ページ本文:
════════════════════

公務員試験 H26年 国家一般職(行政) No.64解説

 問 題     

次は、情動に関するある実験についての記述であるが、この実験によって検討された心理学理論として最も妥当なのはどれか。

<実験概要>
実験参加者は男子大学生であった。約半数の実験参加者は自転車漕ぎを、残りの参加者は縫製作業を行うよう指示された。この課題遂行の直後、実験者が依頼した実験協力者 (サクラ) が、実験参加者に対して不快な挑発的行為を行った。その後、実験参加者にサクラに報復する機会を与えると,自転車漕ぎを行った実験参加者は、縫製作業をしただけで自転車漕ぎ (激しい運動) を行っていない実験参加者と比較して、サクラに対してより攻撃的に振る舞うことが見いだされた。

1. D.J.ベムの自己知覚理論(self-perception theory)

2. D.ジルマンの興奮転移理論(excitation transfer theory)

3. F.ハイダーの認知的均衡理論(cognitive balance theory)

4. H.S.ベッカーのラベリング理論(labeling theory)

════════════════════

本文の「次は、情動に関するある実験に」を含むところから「F.ハイダーの認知的均衡理論(cognitive balance theory)」のところまでを書き写してください。その際、「サクラ」を「仕掛け人」に置き換えてください。

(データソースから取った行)
════════════════════

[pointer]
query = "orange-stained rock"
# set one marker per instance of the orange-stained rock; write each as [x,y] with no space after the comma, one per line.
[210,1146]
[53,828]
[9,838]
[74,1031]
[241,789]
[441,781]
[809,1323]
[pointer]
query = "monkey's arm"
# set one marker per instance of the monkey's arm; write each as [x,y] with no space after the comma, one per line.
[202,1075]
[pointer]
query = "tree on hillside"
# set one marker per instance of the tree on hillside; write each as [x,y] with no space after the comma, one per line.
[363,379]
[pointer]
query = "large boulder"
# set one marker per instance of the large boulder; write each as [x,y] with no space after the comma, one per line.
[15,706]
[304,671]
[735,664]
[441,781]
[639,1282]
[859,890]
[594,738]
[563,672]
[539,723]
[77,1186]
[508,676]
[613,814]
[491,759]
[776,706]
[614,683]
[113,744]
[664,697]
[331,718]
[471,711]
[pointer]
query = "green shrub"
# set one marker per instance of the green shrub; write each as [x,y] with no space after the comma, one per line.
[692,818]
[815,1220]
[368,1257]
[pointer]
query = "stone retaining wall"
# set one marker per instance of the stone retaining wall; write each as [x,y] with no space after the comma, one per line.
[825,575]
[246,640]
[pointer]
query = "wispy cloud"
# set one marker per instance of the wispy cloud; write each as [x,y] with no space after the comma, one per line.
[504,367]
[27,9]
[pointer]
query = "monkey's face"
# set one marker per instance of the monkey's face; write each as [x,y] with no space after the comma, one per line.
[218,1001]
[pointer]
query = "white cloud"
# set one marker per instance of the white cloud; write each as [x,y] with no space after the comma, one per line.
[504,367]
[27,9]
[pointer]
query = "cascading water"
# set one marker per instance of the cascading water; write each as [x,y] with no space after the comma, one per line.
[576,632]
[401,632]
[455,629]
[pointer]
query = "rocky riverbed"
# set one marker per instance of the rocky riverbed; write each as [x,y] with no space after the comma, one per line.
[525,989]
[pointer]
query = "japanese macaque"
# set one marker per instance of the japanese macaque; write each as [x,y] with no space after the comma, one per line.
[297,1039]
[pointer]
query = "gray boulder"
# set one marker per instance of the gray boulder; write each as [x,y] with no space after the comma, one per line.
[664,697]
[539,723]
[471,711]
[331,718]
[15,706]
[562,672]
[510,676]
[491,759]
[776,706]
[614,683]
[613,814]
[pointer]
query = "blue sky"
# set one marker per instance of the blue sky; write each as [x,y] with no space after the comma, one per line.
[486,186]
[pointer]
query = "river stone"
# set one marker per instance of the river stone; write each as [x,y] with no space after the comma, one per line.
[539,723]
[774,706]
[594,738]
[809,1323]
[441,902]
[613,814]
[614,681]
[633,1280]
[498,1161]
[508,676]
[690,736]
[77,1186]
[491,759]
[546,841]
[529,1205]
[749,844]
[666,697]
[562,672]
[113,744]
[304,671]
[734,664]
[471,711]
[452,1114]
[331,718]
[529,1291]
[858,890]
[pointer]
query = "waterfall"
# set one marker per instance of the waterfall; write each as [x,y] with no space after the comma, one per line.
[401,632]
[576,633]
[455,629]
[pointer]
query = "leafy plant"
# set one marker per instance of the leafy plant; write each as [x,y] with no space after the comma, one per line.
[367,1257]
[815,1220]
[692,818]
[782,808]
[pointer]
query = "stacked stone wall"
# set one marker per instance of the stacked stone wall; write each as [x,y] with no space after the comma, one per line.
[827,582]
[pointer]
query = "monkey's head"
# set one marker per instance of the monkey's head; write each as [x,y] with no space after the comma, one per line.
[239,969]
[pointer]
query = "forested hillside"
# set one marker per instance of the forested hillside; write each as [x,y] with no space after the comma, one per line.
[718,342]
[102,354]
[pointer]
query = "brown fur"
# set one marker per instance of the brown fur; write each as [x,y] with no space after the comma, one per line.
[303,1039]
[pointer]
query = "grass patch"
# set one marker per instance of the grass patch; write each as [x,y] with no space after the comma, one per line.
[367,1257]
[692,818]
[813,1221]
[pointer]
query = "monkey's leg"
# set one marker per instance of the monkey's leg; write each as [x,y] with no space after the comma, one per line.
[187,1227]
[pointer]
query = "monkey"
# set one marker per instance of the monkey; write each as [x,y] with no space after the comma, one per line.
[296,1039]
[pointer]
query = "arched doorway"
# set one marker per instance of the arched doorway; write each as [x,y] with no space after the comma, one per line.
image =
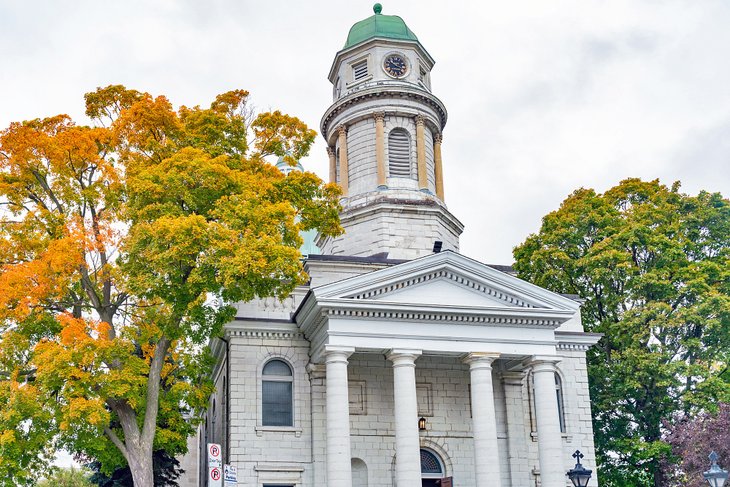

════════════════════

解答:
次は、情動に関するある実験についての記述であるが、この実験によって検討された心理学理論として最も妥当なのはどれか。

<実験概要>
実験参加者は男子大学生であった。約半数の実験参加者は自転車漕ぎを、残りの参加者は縫製作業を行うよう指示された。この課題遂行の直後、実験者が依頼した実験協力者 (仕掛け人) が、実験参加者に対して不快な挑発的行為を行った。その後、実験参加者に仕掛け人に報復する機会を与えると,自転車漕ぎを行った実験参加者は、縫製作業をしただけで自転車漕ぎ (激しい運動) を行っていない実験参加者と比較して、仕掛け人に対してより攻撃的に振る舞うことが見いだされた。

1. D.J.ベムの自己知覚理論(self-perception theory)

2. D.ジルマンの興奮転移理論(excitation transfer theory)

3. F.ハイダーの認知的均衡理論(cognitive balance theory)